> PROVIDED TEXT:
⁂
= Keith Ingham =

English jazz pianist (1938–2026)

Keith Christopher R. Ingham (5 February 1938 – 12 March 2026) was an English jazz pianist, mainly active in swing and Dixieland revival.

==Early life and education==
Ingham was born in London on 5 February 1938. His father played the organ in churches. Ingham was largely self-taught and started playing the piano at the age of ten. "He first played in nightclubs in 1960–62 while on government service in Hong Kong, monitoring Chinese airfields during the Cold War, and then read languages, specializing in classical Chinese, at Oxford University." He was married to the jazz singer Susannah McCorkle until their split in 1980.

==Later life and career==
His first professional gigs occurred in 1964. He played with Sandy Brown, Bruce Turner, and Wally Fawkes over the next decade. He played with Bob Wilber and Bud Freeman in 1974, and moved to New York City in 1978. In the 1980s, he played with Benny Goodman, the World's Greatest Jazz Band, and Susannah McCorkle. He also worked with Maxine Sullivan, Marty Grosz, and Harry Allen. He recorded several albums of 1930s songs for Jump Records. He led several bands, including the New York Nine and the Hot Cosmopolites.

==Death==
Ingham died on 1 February 2026, at the age of 87.
⁂
> SET TASKS:
(a) Name the musicians that the Keith Ingham biography says he played with during the decade after his first professional gigs.
(b) In the Keith Ingham biography, swap "organ" for "harmonium" and give everything from "English jazz pianist (1938–2026)" down to "split in 1980.".
These lines come from a separate source.

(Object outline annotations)
⁂
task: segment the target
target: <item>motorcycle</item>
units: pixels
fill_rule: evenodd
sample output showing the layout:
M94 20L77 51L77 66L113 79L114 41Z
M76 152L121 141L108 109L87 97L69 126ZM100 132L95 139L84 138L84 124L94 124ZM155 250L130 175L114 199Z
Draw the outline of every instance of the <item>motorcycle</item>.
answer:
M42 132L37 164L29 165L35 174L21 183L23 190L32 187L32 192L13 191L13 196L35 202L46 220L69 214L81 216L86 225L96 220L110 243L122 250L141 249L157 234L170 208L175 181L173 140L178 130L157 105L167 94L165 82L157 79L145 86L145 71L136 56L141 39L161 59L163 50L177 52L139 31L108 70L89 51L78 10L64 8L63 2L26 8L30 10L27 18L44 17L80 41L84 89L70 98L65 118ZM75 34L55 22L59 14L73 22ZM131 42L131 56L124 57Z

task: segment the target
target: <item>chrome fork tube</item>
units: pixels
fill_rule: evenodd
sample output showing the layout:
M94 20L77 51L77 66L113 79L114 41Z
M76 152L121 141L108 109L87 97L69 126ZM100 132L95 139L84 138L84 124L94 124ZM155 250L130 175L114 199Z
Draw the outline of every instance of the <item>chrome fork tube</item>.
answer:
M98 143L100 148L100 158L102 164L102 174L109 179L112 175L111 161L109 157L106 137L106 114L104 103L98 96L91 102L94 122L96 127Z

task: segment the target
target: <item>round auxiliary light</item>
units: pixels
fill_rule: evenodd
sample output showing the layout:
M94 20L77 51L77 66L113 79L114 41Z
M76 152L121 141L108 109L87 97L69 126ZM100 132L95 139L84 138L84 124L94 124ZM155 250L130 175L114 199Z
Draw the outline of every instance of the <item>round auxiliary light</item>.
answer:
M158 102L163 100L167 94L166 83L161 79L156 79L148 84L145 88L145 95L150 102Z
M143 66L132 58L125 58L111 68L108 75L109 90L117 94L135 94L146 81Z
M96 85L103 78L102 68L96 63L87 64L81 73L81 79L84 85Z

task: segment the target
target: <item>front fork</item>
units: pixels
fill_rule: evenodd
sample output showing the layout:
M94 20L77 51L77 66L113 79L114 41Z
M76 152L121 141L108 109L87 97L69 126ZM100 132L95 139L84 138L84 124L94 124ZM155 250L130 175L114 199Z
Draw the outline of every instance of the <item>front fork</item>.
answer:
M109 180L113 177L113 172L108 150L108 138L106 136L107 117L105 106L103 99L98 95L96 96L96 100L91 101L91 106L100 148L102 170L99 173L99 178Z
⁂
> COMPLETED EXERCISE:
(a) Sandy Brown, Bruce Turner, and Wally Fawkes

(b)
English jazz pianist (1938–2026)

Keith Christopher R. Ingham (5 February 1938 – 12 March 2026) was an English jazz pianist, mainly active in swing and Dixieland revival.

==Early life and education==
Ingham was born in London on 5 February 1938. His father played the harmonium in churches. Ingham was largely self-taught and started playing the piano at the age of ten. "He first played in nightclubs in 1960–62 while on government service in Hong Kong, monitoring Chinese airfields during the Cold War, and then read languages, specializing in classical Chinese, at Oxford University." He was married to the jazz singer Susannah McCorkle until their split in 1980.